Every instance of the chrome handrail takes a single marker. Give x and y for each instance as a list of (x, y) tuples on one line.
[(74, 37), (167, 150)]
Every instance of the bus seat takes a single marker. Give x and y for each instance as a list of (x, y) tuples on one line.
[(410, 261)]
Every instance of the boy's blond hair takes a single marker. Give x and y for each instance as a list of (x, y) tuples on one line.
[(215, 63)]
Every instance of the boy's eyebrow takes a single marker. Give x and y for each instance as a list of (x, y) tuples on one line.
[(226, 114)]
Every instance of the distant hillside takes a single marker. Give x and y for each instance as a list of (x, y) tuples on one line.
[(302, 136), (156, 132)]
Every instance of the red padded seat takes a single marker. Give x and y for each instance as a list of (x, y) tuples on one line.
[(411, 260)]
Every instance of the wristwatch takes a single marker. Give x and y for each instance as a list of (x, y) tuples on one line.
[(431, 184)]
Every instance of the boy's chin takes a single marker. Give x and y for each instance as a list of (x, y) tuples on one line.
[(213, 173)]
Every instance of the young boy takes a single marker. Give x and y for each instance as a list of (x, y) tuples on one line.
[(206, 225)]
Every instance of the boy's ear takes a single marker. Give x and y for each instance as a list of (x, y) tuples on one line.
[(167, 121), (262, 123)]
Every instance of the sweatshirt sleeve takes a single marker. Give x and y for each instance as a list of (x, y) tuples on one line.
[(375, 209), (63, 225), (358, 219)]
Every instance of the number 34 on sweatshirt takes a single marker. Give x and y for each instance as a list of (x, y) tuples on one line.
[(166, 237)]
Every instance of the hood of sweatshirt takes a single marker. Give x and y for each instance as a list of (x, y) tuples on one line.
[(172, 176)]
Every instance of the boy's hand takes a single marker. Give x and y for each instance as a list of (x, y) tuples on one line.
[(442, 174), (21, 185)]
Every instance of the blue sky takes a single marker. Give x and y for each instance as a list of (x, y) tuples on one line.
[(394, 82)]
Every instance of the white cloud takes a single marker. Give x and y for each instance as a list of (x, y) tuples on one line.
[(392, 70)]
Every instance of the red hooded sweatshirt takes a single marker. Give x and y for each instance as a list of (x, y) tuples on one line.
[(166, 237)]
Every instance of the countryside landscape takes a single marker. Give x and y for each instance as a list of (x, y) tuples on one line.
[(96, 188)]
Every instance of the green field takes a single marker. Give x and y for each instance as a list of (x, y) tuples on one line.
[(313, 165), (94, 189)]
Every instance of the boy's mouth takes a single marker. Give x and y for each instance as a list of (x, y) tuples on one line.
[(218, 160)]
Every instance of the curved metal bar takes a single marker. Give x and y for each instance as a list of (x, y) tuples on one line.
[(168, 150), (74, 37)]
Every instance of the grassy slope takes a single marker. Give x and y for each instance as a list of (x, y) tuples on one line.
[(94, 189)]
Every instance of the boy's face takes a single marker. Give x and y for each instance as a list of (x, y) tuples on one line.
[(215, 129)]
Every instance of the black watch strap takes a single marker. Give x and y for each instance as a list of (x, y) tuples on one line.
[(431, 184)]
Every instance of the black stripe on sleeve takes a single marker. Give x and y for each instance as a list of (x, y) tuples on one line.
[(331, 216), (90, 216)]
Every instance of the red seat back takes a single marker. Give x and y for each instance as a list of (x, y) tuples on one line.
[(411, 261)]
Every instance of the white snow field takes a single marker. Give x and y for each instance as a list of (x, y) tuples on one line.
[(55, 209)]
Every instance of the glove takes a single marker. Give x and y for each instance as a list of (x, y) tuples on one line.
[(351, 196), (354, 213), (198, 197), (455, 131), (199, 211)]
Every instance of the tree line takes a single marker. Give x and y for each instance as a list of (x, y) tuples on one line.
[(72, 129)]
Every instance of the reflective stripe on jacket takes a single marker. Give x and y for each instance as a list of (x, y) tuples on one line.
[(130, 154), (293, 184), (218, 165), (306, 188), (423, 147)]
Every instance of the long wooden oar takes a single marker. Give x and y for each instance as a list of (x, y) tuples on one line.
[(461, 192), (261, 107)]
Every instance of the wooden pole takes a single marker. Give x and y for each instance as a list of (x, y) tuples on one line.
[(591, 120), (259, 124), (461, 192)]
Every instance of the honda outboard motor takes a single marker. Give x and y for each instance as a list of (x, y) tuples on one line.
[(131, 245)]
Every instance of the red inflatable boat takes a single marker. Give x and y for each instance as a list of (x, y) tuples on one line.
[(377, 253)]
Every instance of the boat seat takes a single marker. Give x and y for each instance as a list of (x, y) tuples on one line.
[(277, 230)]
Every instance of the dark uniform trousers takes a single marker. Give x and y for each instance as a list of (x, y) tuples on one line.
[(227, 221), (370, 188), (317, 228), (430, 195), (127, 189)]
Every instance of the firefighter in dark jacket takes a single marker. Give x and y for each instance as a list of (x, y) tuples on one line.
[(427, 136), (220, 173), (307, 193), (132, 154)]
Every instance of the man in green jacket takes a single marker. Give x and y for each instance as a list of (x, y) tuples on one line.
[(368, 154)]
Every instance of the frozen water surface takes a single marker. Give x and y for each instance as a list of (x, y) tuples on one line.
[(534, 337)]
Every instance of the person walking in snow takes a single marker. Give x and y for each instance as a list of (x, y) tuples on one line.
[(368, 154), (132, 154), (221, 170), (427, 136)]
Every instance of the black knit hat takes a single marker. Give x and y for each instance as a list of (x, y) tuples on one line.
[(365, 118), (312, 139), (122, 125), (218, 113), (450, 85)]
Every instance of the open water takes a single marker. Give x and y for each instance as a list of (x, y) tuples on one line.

____________________

Your goal:
Rewrite only the items in the stretch from the line containing "Every instance of the sweatshirt" through the line containing "[(168, 150), (74, 37)]", with "marker" changed to "pin" everywhere and nothing else altered.

Solution to the exercise:
Every instance of the sweatshirt sleeve takes a single pin. Give x and y for each instance as a list of (x, y) tuples on one line.
[(375, 209), (63, 225), (358, 219)]
Every instance of the number 34 on sweatshirt takes a single pin. Give x and y for each instance as a list of (x, y) tuples on one line.
[(166, 237)]
Every instance of the hood of sweatshirt takes a single pin. Give x and y for each instance as a list of (x, y) tuples on one line.
[(172, 176)]
Every instance of the boy's hand takes a single pin. Give x and y for each instance as a list of (x, y) tuples on one line.
[(442, 174), (21, 185)]
Every instance of the blue sky takes a single pin. Give x and y for each instance as a list of (x, y) tuples on one line.
[(394, 82)]
Every instance of the white cloud takes a single pin. Give x and y for each instance as a list of (x, y) tuples on one line.
[(392, 70)]
Every instance of the red hooded sweatshirt takes a single pin. Give x and y for each instance as a list of (x, y) tuples on one line.
[(166, 237)]
Every instance of the countryside landscape takes a single pin. Give x and y for each instance as a list of (x, y) tuples on one line.
[(96, 188)]
Every instance of the green field takes a single pin. Give x and y for each instance as a list of (x, y) tuples on one line.
[(313, 165), (94, 189)]
Every instance of the boy's mouth takes a single pin. Give x and y for each instance as a list of (x, y) tuples on one line.
[(218, 160)]
Every instance of the curved metal bar takes a single pin. Give x and y for each instance as a list of (x, y) tuples on one line.
[(168, 150), (74, 37)]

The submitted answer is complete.